Extract provided:
The fall of President Bashar Assad’s regime, the government’s collapse and the expected chaos in the Syrian state will require Israel to do its best to ensure that the non-conventional arms held by the Syrian military will not end up in the hands of non-state actors.
And if the above requires the use of force in sovereign Syrian territory, so be it. Israel does not have the privilege to expect and hope for the best in this case, or wait patiently to see all this goodness – to paraphrase an Israeli TV commercial – bestowed upon it.
The trickling of these arms, or even some of them, into the hands of al-Qaeda members currently interfering in the Syrian civil war, or into the hands of Hezbollah men deeply involved in what goes on there, is a risk that Israel cannot afford to take. The United States, which according to recent reports objects to an Israeli strike in Syria, embarked on the Iraq war – thousands of kilometers away from its own capital – based on intelligence information of lesser quality.

Provided records:
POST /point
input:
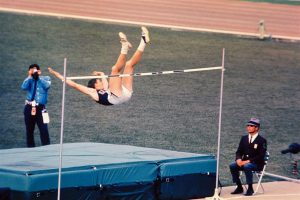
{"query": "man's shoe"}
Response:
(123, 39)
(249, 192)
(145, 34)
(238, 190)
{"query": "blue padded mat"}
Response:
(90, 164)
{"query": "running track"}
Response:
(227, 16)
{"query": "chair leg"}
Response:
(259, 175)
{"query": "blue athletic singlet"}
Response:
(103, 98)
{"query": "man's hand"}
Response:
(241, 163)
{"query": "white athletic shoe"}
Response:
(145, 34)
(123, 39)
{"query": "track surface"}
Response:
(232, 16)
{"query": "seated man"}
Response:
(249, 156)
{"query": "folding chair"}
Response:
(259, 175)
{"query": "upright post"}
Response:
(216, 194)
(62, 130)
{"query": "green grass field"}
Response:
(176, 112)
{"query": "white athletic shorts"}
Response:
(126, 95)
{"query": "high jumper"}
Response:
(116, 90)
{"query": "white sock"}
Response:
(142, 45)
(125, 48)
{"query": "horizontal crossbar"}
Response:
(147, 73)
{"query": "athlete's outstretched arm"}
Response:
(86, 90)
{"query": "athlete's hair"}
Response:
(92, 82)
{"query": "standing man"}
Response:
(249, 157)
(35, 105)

Activities:
1. In the commentary on Syria's non-conventional arms, which two groups are named as those into whose hands the arms might trickle?
2. Extend the commentary on Israel and Syria's non-conventional arms, picking up right after its final sentence.

Numbered responses:
1. Al-Qaeda members interfering in the Syrian civil war and Hezbollah men deeply involved there.

2.
A limited confrontation, which has characterized the battlefield of the past decades and pits state entities against organizations, neutralizes the state’s superior capabilities. In all the last confrontations engaged by Israel against the Palestinians, against Lebanon and against Gaza, Israel’s technological capabilities and quantitative superiority were not fully utilized.
This happened for various reasons – some of them can be defended, but what is clear is that this measure of restraint, which at times is indeed required, would mean that Israel would assume a fateful risk in this case.
Initiating military action, crossing the border of a sovereign state and harming it is not pleasant in under such circumstances, yet it would be terrible for Israel to be forced to respond after these awful non-conventional weapons are used - much worse for us, and even worse for our enemies.